**EXERCISE GOAL:**
Set down the full listing exactly, character for character.
= Beginning of Section =
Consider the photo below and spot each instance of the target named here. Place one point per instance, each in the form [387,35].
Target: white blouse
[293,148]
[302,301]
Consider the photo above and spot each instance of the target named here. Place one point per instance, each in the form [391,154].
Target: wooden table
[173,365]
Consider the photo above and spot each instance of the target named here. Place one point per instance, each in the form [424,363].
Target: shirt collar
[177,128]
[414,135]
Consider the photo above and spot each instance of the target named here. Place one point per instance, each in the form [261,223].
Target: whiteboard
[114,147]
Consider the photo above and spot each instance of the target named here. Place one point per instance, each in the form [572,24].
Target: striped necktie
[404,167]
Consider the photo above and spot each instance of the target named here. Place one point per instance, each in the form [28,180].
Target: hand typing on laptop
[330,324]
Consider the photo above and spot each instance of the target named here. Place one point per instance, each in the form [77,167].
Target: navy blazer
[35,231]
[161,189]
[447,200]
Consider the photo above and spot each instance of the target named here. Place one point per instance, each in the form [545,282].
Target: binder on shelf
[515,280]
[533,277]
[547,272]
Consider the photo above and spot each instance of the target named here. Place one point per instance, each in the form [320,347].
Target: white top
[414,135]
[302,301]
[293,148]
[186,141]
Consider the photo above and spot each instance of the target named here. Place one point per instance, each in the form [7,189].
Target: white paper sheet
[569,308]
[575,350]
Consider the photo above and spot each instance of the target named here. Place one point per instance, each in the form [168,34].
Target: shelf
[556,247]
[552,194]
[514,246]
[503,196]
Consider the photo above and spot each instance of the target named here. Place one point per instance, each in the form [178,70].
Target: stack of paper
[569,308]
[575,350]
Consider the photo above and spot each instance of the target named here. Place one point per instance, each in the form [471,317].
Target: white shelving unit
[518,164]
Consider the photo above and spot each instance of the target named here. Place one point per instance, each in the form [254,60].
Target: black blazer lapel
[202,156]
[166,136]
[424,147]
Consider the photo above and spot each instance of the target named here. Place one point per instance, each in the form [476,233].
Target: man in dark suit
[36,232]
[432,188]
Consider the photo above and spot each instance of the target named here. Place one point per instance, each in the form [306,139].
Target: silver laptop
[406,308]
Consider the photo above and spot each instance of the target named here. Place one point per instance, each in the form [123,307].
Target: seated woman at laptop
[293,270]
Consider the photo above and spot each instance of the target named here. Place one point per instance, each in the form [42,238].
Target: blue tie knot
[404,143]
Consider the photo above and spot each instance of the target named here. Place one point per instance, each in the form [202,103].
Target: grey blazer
= End of Section =
**ANSWER SECTION:**
Consider the photo below and spot each instance of the target named here. Place one point per instance, each in the form [387,35].
Target: white blouse
[293,148]
[302,301]
Consider the photo above and spot each instance of the target named here. Place one point per instance, each in the form [391,154].
Target: wooden table
[173,365]
Consider the photo above and spot each instance of the target named here. Place one point per instance, each in the form [424,363].
Target: shirt collar
[177,128]
[414,135]
Consider the photo above and spot each instance of the target named here. Place one point per instance, each in the form [261,223].
Target: whiteboard
[114,147]
Consider the photo above and spot each instance of the target named here. Place one point per instance, each in the form [572,24].
Target: striped necktie
[404,167]
Consider the photo above and spot each instance of the target named here. Place one point per instance, each in the form [28,180].
Target: hand typing on laptop
[330,324]
Consider the photo above and spot each instance of the target named here. Place one point per instance, each in the form [77,167].
Target: navy blazer
[35,231]
[161,189]
[447,200]
Consider the photo above and spot each instance of the target named here. Place one point per instance, each in the form [545,282].
Target: binder on shelf
[515,280]
[533,277]
[547,272]
Consider the photo above and spot each instance of the target named here. Place one point per instance, each in the form [320,347].
Target: white top
[414,135]
[302,301]
[293,148]
[186,141]
Consider the photo above and spot each instance of the target named here. Place one point per instance, each in the form [7,189].
Target: white paper sheet
[569,308]
[575,350]
Consider the photo above and spot each instance of the target named here. Place one point per instance, each in the form [168,34].
Target: shelf
[556,247]
[552,194]
[514,246]
[503,196]
Consider the photo above and spot each instance of the target named here. Place one point per instance, each in the form [178,70].
Target: stack of paper
[569,308]
[575,350]
Consider the photo above and spot each instance of the target named here. Place one point per instance, each in the form [471,317].
Target: white shelving unit
[518,164]
Consider the photo above and spot each instance of the target named here. Place one point per instance, each in the form [254,60].
Target: black blazer lapel
[202,156]
[166,136]
[424,147]
Consider the photo above and spot each instance of the target named here. Place one point per instance, each in the form [476,233].
Target: man in dark suit
[36,232]
[432,188]
Consider the photo above and spot each instance of the target named here. Place one point per instance, each in the form [306,139].
Target: silver laptop
[406,308]
Consider the photo above and spot each instance of the target named here. Place one point per instance, each in the form [123,307].
Target: seated woman at laptop
[293,270]
Consider the photo above and spot each instance of the target named here. Place one point per instance, each in the form [42,238].
Target: blue tie knot
[404,143]
Consider the photo above and spot each instance of the target named here. Place one point per instance, each in the form [202,103].
Target: grey blazer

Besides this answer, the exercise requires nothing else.